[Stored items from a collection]
-------
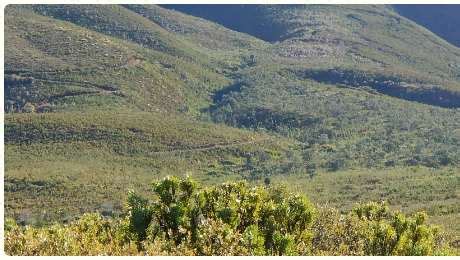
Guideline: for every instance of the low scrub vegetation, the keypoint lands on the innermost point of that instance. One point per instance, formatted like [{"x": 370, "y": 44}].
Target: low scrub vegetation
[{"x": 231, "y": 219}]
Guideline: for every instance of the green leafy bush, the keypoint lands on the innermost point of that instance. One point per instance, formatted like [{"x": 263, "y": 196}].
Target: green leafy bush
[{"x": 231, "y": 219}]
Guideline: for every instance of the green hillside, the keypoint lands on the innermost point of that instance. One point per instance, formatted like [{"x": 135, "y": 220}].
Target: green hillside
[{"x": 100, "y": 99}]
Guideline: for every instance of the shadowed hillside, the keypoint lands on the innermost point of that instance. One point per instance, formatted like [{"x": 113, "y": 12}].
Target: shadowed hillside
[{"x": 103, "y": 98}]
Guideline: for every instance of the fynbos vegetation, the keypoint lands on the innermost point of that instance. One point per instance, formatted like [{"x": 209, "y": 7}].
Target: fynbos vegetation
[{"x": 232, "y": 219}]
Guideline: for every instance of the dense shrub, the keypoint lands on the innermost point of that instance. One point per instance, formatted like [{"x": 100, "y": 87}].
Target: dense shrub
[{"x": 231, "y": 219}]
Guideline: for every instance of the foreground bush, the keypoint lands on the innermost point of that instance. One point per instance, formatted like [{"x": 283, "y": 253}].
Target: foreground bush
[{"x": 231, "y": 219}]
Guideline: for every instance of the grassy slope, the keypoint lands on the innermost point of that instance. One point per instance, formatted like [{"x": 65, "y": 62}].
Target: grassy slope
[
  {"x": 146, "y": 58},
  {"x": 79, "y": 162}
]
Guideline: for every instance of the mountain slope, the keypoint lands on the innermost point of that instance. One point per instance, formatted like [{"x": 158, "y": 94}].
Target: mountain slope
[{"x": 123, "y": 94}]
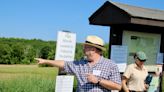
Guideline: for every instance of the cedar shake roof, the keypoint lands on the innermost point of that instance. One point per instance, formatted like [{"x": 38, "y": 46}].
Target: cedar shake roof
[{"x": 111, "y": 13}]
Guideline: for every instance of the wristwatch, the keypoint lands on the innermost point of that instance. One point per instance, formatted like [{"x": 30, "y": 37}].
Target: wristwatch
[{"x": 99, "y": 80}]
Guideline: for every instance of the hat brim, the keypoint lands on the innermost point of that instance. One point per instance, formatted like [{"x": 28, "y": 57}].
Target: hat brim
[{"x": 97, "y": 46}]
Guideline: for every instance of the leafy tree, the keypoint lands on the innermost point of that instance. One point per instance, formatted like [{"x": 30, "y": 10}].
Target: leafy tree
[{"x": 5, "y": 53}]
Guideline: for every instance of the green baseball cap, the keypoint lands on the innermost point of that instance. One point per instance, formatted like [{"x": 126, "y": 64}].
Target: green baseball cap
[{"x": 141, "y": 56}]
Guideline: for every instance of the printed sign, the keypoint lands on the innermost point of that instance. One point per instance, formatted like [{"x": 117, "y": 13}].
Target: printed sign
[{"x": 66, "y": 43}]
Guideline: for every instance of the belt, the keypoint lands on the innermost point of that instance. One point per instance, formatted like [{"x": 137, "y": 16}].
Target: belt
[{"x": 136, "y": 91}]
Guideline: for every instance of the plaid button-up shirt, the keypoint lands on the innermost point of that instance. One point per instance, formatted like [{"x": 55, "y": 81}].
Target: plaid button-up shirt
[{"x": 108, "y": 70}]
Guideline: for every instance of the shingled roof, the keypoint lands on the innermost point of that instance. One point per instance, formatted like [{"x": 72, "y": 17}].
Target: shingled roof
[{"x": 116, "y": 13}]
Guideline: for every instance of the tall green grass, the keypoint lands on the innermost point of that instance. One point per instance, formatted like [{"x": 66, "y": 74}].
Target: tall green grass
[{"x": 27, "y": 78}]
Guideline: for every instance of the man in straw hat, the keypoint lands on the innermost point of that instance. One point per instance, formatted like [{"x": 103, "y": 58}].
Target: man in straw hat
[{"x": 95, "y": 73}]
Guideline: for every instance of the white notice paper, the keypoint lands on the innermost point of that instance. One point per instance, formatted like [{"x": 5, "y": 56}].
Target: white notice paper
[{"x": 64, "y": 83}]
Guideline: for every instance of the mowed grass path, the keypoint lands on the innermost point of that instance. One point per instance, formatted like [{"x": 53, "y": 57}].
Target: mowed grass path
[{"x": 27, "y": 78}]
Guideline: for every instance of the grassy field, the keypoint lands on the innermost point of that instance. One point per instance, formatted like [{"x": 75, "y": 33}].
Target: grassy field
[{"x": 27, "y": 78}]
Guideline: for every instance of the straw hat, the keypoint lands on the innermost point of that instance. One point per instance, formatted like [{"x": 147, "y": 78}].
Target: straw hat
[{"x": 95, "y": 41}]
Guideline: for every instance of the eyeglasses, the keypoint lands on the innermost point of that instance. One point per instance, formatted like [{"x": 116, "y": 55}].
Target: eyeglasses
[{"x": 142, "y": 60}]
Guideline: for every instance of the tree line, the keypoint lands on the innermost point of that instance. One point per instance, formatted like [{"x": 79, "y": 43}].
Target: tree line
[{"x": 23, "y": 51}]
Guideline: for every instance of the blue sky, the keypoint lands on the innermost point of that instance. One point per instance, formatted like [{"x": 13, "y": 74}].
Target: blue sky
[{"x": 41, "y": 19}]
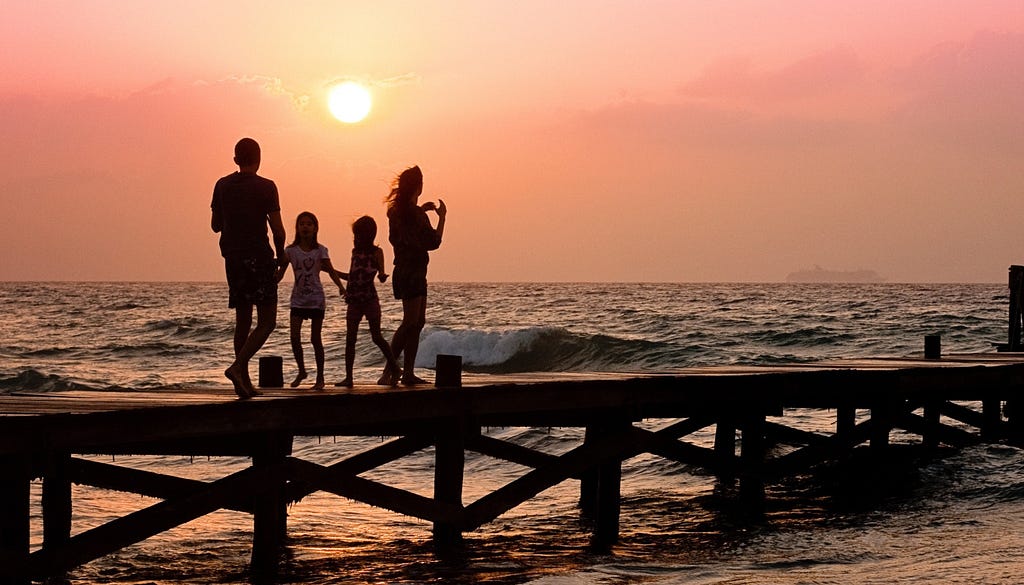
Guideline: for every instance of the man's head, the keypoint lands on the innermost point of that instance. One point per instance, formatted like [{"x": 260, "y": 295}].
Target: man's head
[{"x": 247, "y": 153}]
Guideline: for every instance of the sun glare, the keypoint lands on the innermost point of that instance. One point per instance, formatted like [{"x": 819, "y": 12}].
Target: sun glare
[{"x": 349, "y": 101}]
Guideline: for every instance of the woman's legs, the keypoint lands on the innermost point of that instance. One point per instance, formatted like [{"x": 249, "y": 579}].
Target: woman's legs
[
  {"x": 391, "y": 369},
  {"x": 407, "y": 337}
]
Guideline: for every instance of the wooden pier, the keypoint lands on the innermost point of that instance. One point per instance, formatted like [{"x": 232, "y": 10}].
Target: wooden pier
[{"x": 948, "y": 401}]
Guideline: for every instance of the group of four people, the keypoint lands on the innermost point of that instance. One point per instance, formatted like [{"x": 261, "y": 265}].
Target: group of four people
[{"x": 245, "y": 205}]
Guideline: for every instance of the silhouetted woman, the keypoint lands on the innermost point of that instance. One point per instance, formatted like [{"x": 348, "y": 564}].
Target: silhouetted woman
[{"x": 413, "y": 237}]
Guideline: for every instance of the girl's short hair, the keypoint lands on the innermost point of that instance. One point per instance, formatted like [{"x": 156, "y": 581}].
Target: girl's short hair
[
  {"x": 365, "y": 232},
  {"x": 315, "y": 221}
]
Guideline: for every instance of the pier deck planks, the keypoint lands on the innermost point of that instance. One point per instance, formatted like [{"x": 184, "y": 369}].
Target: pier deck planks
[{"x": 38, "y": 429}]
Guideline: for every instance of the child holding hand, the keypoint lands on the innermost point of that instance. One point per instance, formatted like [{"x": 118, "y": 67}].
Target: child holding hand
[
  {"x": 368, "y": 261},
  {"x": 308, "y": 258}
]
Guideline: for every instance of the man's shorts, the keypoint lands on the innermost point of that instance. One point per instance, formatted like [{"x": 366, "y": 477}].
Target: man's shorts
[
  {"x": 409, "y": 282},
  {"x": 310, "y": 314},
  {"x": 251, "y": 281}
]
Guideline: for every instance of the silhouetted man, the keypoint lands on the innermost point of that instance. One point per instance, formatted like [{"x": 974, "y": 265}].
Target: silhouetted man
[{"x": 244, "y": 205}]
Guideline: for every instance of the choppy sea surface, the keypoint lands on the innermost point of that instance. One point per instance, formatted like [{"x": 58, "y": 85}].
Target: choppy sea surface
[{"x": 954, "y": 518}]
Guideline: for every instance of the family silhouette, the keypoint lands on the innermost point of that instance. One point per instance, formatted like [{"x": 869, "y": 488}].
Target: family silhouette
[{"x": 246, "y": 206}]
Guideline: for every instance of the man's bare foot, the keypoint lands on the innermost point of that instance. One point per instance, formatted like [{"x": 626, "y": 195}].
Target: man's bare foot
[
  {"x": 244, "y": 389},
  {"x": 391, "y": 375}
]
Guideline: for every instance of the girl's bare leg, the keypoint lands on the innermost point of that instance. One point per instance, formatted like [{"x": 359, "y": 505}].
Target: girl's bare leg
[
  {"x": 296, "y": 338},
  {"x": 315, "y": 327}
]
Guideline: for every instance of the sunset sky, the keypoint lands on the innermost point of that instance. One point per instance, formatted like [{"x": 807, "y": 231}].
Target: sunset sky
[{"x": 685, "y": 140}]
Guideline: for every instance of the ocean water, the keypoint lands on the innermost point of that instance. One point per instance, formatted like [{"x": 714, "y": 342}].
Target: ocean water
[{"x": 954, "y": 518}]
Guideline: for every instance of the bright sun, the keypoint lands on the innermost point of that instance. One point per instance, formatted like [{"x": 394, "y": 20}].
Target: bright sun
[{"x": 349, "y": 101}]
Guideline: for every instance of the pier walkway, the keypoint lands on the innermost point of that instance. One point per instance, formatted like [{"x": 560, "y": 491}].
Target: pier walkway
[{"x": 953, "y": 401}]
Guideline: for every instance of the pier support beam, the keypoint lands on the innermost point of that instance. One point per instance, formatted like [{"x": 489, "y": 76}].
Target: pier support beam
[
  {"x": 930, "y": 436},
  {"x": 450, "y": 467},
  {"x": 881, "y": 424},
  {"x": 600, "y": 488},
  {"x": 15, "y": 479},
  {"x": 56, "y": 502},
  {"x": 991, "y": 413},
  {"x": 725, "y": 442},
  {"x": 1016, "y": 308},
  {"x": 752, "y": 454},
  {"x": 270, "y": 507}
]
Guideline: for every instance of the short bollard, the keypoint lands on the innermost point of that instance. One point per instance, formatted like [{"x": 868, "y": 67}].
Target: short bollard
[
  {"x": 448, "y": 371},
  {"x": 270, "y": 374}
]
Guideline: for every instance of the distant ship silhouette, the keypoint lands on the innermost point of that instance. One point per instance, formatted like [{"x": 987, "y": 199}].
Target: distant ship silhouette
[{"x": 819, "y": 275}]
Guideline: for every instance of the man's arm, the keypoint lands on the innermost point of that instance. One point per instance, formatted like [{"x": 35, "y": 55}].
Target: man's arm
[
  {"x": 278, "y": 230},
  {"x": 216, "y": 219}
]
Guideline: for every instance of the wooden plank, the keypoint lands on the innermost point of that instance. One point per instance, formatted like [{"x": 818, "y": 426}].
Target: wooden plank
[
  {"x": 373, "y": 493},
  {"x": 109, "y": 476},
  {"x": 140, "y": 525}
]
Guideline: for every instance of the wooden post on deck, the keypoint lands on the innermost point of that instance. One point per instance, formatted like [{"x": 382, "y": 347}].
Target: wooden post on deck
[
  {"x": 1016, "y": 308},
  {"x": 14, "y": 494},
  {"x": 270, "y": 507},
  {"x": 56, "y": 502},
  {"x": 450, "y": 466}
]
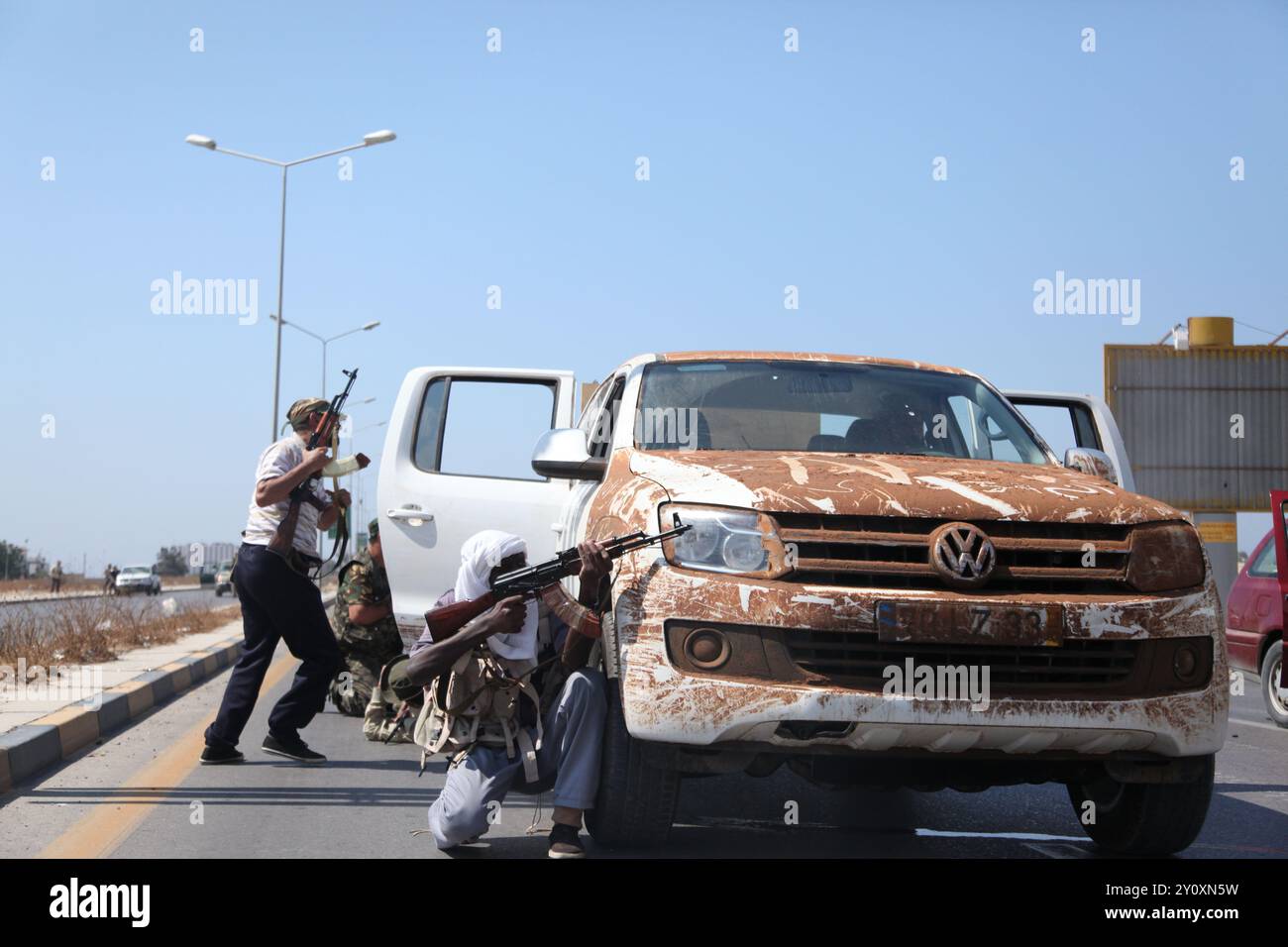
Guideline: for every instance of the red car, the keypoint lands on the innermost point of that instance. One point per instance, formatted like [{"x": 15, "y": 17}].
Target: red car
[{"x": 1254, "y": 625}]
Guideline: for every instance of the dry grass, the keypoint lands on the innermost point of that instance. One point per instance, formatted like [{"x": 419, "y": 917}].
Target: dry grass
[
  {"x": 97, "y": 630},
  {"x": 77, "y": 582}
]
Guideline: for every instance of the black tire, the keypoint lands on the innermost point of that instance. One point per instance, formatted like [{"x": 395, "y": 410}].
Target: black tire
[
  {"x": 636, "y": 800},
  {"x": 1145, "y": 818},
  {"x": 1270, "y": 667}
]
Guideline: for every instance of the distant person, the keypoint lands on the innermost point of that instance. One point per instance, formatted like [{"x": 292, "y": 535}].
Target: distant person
-------
In the data above, find the line containing "Guideline: for every instance of the wooden post"; from there, please write out each line through the end, exactly, with the pictures omitted.

Guideline: for every instance of the wooden post on deck, the keypoint lands on the innermost point of that instance. One point per instance, formatted like [{"x": 382, "y": 347}].
Target: wooden post on deck
[
  {"x": 1016, "y": 308},
  {"x": 14, "y": 494},
  {"x": 270, "y": 507},
  {"x": 56, "y": 502},
  {"x": 450, "y": 466}
]
Guideline: for every instance of the red car, the keypoint lands on the innermost point of that instance. One point per instance, formatted like [{"x": 15, "y": 17}].
Target: red car
[{"x": 1254, "y": 625}]
Guideline: for every instance of the dry grass, the keypoint lands on the innermost point of that instance. One point per instance, formatted like [{"x": 419, "y": 917}].
Target: dry grass
[
  {"x": 97, "y": 630},
  {"x": 77, "y": 582}
]
Guideline: for every instance of the black tire, the keypoint lands on the innermost point of that instance. One point per instance, formatted like [{"x": 395, "y": 410}].
Target: black tire
[
  {"x": 636, "y": 800},
  {"x": 1145, "y": 818},
  {"x": 1270, "y": 667}
]
Guideline: for every instance of the distant person, the keypoint lands on the innermost point of that instance. One point per instance, formatted like [{"x": 292, "y": 535}].
Target: distant person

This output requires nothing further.